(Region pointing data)
_ _ _ _
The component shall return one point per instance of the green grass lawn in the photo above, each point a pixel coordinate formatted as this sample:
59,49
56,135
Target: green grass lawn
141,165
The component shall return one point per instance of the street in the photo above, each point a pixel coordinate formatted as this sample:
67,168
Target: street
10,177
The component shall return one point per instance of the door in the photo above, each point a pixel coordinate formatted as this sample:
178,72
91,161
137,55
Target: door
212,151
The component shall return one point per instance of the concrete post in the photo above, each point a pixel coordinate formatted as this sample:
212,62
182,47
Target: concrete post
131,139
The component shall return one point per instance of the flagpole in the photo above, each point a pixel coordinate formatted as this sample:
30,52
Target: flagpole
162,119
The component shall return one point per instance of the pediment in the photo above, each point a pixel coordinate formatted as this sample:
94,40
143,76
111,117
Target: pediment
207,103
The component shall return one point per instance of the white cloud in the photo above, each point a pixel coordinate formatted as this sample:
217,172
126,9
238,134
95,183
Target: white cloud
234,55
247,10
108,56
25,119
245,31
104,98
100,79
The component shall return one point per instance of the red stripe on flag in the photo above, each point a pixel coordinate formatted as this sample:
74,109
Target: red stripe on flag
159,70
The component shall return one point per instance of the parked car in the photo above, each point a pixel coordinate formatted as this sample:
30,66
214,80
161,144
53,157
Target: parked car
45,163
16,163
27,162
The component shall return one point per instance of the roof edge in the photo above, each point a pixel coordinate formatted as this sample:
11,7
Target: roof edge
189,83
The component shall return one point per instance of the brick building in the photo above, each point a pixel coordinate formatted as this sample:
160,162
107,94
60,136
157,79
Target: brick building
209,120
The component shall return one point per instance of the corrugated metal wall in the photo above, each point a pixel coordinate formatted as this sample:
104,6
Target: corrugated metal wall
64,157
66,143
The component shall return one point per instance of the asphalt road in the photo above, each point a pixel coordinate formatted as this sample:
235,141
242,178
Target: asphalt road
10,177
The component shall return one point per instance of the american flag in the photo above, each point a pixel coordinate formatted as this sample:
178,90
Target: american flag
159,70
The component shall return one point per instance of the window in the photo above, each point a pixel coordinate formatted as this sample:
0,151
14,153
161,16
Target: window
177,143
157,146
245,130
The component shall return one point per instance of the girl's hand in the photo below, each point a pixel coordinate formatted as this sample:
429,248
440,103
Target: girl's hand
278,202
_ _ _ _
▶ TASK GOAL
Output the lines above verbatim and in full.

▶ ANSWER AREA
The component shall return one point per instance of the green grass lawn in the photo above, each point a pixel coordinate formatted as this sample:
59,49
56,135
Target: green grass lawn
141,165
The component shall return one point per instance of the street in the photo above, each point a pixel coordinate formatted as this sample:
67,168
Target: street
10,177
The component shall return one point per instance of the door in the photo above, each point a pixel coordinate formatted as this sample:
178,72
91,161
137,55
Target: door
212,151
The component shall return one point per instance of the concrete post in the photo above, each point a pixel coordinate formatted as this sample:
212,62
182,47
Target: concrete post
131,139
The component shall return one point per instance of the flagpole in the photo above, each point a pixel coordinate formatted as this sample:
30,52
Target: flagpole
162,119
The component shall return one point per instance of the pediment in the photo above, each point a pixel coordinate formatted as this sample:
94,40
143,76
111,117
Target: pediment
207,103
The component shall return one point per instance of the white cloud in the photo above, each point a pixel coordinate formatted as this sample:
217,172
126,9
238,134
95,183
Target: white cloud
234,55
247,10
108,56
25,119
245,31
104,98
100,79
The component shall return one point per instance of the red stripe on flag in the photo above, each point a pixel coordinate formatted as this sample:
74,109
Target: red stripe on flag
159,70
The component shall return one point per instance of the parked car in the photo above, each point a pixel coordinate formatted as this sample:
30,66
214,80
161,144
53,157
Target: parked car
45,163
16,163
27,162
The component shall return one point per instance of the roof edge in the photo above, each point a pixel coordinate formatted as this sample:
11,7
Target: roof edge
189,83
The component shall return one point per instance of the brick building in the photo above, each point a pixel coordinate formatted as this sample:
160,162
107,94
60,136
157,79
Target: brick building
209,120
The component shall return one point per instance of the corrugated metal wall in the photo above, each point a pixel coordinate formatted as this sample:
104,6
Target: corrugated metal wall
64,157
66,143
The component shall return one point per instance of the asphalt road in the photo above, each point a pixel coordinate formatted as this sample:
235,141
242,178
Target: asphalt road
10,177
The component shall return one point per instance of the american flag in the photo above, each point a pixel coordinate formatted as this sample:
178,90
Target: american flag
159,70
The component shall return one point per instance of the window in the photo above, each point a pixel coordinate formatted as this sample:
0,151
14,153
161,16
Target: window
177,143
157,146
245,130
The component shall return one point per instance of the girl's hand in the photo below, each point a pixel coordinate formatted as this sample:
429,248
440,103
Target: girl's hand
278,202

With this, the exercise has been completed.